| GIVEN EXERCISE |
Copy all of the material below, every line included, and shift each point's coordinates by adding 87 to both of its numbers, leaving everything else unchanged.

◇ ◇ ◇ ◇

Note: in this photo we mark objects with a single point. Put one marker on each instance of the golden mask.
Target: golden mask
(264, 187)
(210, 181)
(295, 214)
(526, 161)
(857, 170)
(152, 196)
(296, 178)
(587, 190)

◇ ◇ ◇ ◇

| FINISHED EXERCISE |
Note: in this photo we mark objects with a single point. Put one marker on each instance of the golden mask.
Target: golden mask
(351, 274)
(297, 268)
(382, 301)
(613, 248)
(944, 257)
(239, 283)
(383, 265)
(674, 277)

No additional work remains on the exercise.